The Day the Church People Came Undone: On Loving and Leaving My Church

A friend of mine recently told me about a pastor friend of his. This pastor led a small town church of about 100 people. They weren’t a wealthy community, just your average small town country church. One of their members was confined to a wheelchair. So, the pastor and his congregation decided to raise a bunch of money and convert a section of the church into an elevator. My friend commented – “Wow, you did all of that work and spent all of that money for one person? That’s amazing!” The pastor replied “Well no, we did it for the other 99 of us.” We need each other. We really do. This community understood that.

If there’s one thing that my parents taught me about church, it’s that loyalty is everything. I’m a writer, so I suppose I speak in hyperbole... so, almost everything. They’ve seen their fair share of up and down seasons being on “church staff”. Anyone who has ever worked with the church has. This has nothing to do with the church they attend. That place, my childhood home church, is amazingly generous, sincerely loving, and warmly welcoming. Truth is spoken, talent is abundant, and hearts are genuine. The changing of seasons has to do with the fact that the church is made up of humans.

I think their loyalty to that community tells their friends and family a lot about who they are, who they have been, and who they will be. It speaks of Jesus… of His commitment… of His faithfulness.

I think it’s a valuable lesson as we live in a very “church-hoppy” society. It’s a condition of the greater mentality. If it doesn’t “work” for me, if it doesn’t make me happy, if someone upset me, hey, there’s a church on every corner. (At least there is in the Midwest.) Or, as Miranda Lambert says it in her new hit, “Automatic”, “staying married [is] the only way to work your problems out.”

Time for the caveat for those that are helplessly broken or just peeved at me now: Yes, there are times to leave the church. Yes, abuse happens. God forbid. Yes, sometimes people stop preaching that Jesus is the Son of God. God forbid. Beyond that, perhaps we should question some of our other reasoning.

“I was fighting with so and so. I’m DONE here.”

Excerpts from a point labeling dataset:

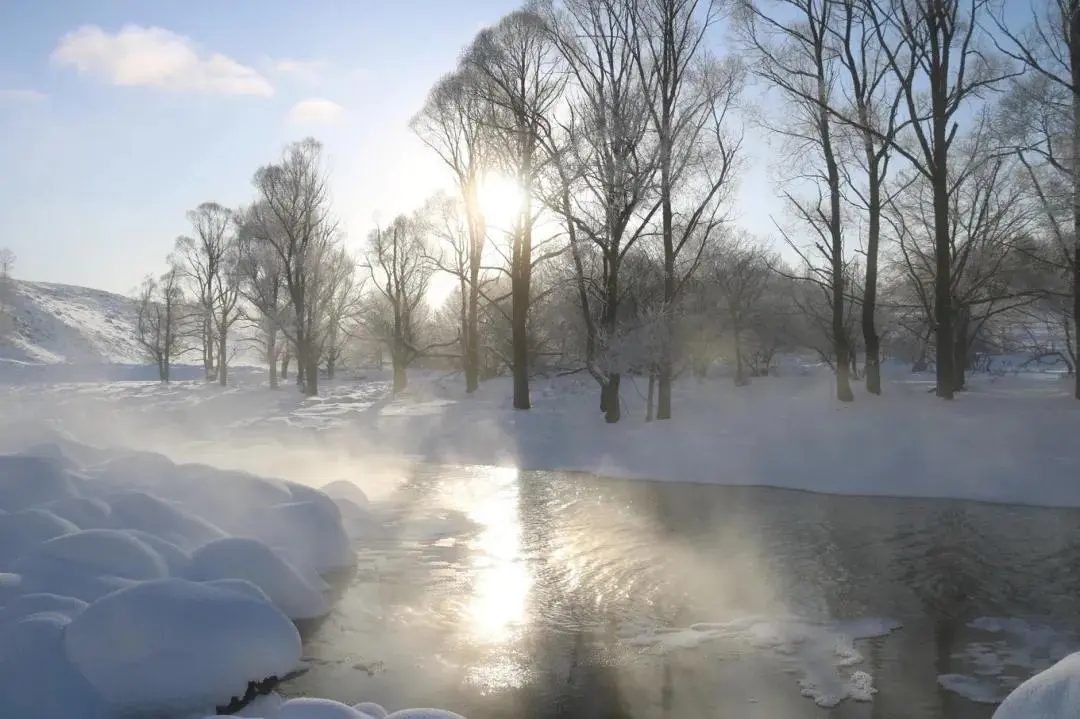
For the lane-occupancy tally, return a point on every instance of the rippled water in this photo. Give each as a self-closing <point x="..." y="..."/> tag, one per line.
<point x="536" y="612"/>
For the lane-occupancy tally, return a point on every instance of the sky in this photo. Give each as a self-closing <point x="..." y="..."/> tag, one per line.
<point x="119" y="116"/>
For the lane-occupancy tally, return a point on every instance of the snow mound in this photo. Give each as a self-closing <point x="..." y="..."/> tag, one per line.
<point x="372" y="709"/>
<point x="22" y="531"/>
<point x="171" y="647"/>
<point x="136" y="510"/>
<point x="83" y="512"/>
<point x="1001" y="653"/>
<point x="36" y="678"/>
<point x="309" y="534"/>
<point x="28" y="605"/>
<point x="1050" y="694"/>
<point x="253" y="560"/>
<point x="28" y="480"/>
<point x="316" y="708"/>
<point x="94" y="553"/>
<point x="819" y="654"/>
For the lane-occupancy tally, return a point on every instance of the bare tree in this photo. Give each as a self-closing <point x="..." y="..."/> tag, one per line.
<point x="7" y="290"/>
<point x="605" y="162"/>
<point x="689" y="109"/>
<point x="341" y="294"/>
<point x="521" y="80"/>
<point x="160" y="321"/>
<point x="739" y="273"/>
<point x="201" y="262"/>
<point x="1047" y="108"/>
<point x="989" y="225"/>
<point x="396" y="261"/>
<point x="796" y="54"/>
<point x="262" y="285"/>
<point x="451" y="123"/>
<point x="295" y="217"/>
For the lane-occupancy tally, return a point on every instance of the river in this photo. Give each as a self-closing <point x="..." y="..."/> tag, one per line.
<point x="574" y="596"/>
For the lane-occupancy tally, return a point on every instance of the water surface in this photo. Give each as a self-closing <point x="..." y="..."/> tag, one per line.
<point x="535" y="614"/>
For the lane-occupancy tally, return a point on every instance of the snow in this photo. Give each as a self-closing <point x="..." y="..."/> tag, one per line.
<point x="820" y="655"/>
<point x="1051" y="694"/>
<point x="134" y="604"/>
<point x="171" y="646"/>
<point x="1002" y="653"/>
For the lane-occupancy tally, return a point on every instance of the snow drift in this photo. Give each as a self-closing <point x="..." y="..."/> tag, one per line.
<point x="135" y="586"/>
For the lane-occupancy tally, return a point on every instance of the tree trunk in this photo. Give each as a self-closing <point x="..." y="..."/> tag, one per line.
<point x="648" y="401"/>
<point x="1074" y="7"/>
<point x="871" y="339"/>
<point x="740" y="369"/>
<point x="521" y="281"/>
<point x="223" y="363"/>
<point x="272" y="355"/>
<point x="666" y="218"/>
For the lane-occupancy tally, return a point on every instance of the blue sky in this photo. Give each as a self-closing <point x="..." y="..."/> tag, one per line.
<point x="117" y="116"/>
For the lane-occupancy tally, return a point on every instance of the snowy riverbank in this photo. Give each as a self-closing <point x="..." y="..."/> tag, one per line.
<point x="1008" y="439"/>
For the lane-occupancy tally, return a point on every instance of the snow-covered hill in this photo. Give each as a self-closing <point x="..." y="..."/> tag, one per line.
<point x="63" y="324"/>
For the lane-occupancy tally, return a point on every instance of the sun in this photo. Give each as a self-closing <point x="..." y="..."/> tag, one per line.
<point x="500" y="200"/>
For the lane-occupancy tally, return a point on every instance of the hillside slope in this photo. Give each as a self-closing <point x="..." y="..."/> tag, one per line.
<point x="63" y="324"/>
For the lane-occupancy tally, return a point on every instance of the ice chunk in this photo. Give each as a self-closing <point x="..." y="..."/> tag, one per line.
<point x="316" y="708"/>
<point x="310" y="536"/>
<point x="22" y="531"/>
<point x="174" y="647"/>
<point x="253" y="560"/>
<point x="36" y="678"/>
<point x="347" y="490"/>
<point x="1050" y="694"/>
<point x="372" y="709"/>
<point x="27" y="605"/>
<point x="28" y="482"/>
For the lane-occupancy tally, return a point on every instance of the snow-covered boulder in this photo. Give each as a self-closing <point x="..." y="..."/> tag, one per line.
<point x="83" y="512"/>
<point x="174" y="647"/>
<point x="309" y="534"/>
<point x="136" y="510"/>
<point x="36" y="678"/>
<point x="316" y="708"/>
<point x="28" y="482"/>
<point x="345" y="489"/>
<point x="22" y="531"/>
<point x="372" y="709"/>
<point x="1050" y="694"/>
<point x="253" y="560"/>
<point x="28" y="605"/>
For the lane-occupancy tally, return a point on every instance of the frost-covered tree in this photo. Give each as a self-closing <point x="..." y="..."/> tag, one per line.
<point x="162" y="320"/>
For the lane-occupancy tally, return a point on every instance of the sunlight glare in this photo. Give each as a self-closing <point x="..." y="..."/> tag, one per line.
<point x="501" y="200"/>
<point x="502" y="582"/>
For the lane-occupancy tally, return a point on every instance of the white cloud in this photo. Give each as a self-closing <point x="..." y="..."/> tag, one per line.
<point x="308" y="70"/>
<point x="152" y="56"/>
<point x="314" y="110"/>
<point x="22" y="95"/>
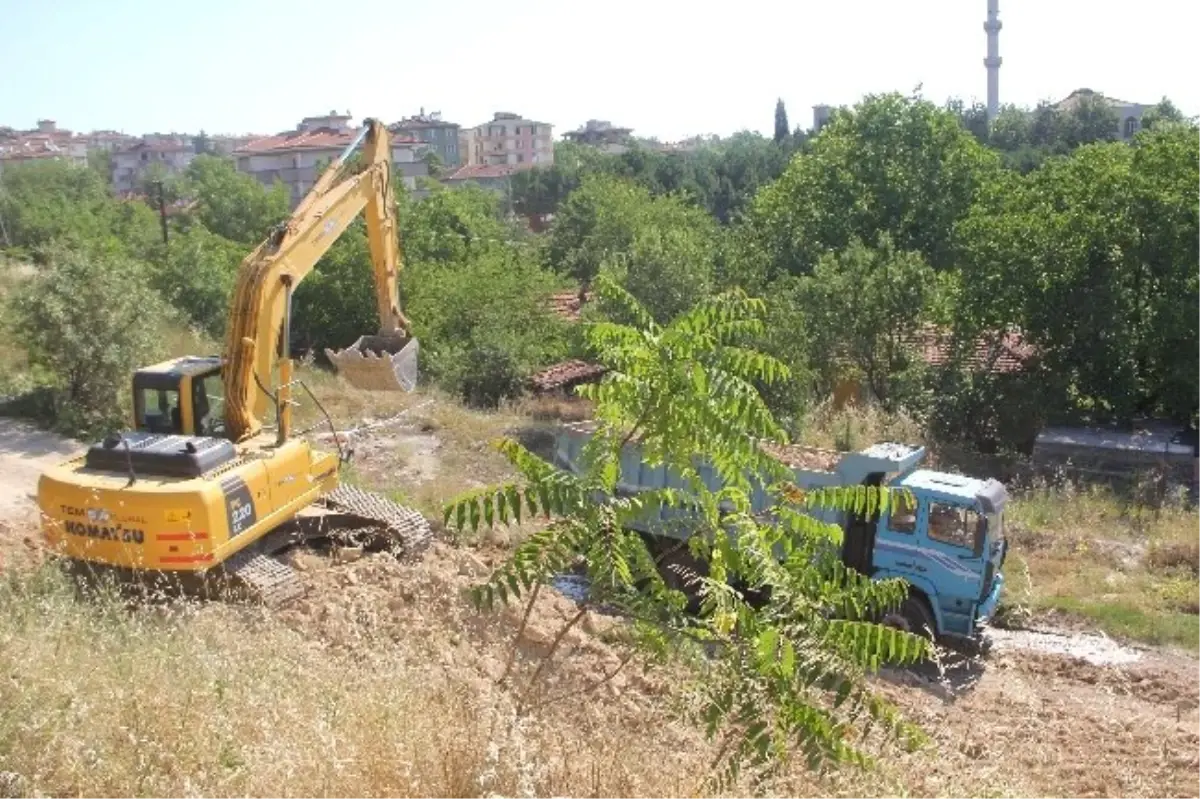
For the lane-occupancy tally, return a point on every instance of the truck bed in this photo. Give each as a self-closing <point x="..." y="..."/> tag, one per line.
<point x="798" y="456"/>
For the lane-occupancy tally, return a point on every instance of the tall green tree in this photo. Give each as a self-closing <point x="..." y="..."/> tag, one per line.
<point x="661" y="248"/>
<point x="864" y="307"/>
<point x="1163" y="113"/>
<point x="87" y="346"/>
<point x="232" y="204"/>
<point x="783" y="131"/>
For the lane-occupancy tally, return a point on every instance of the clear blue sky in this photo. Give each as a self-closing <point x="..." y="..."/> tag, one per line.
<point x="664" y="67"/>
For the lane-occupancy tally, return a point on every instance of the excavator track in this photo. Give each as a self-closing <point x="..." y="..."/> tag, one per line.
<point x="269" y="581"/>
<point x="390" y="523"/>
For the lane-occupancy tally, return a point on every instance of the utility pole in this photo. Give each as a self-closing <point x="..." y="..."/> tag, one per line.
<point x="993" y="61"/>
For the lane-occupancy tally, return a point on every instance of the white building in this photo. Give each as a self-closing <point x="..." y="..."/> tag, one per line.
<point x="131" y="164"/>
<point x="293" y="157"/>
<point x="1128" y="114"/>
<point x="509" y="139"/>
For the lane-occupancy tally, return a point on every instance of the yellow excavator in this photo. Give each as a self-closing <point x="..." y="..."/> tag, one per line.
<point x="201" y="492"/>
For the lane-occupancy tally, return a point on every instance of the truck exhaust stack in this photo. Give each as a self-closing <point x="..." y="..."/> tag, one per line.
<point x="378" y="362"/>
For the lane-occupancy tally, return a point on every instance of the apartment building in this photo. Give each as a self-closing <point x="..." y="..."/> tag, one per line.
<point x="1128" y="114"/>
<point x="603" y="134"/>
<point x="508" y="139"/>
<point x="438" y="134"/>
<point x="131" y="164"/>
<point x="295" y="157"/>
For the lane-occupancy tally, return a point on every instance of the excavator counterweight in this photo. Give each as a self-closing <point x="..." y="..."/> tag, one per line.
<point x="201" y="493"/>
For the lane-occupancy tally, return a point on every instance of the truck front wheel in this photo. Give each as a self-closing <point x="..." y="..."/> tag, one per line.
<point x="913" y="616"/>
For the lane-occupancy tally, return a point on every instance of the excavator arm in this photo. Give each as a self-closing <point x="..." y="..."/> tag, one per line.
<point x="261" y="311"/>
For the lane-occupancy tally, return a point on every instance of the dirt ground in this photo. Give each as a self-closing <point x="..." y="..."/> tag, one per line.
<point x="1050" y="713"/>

Task goal: From the essay on church loyalty above, copy the passage from "If there’s one" up to and including "up of humans.".

Expected output:
If there’s one thing that my parents taught me about church, it’s that loyalty is everything. I’m a writer, so I suppose I speak in hyperbole... so, almost everything. They’ve seen their fair share of up and down seasons being on “church staff”. Anyone who has ever worked with the church has. This has nothing to do with the church they attend. That place, my childhood home church, is amazingly generous, sincerely loving, and warmly welcoming. Truth is spoken, talent is abundant, and hearts are genuine. The changing of seasons has to do with the fact that the church is made up of humans.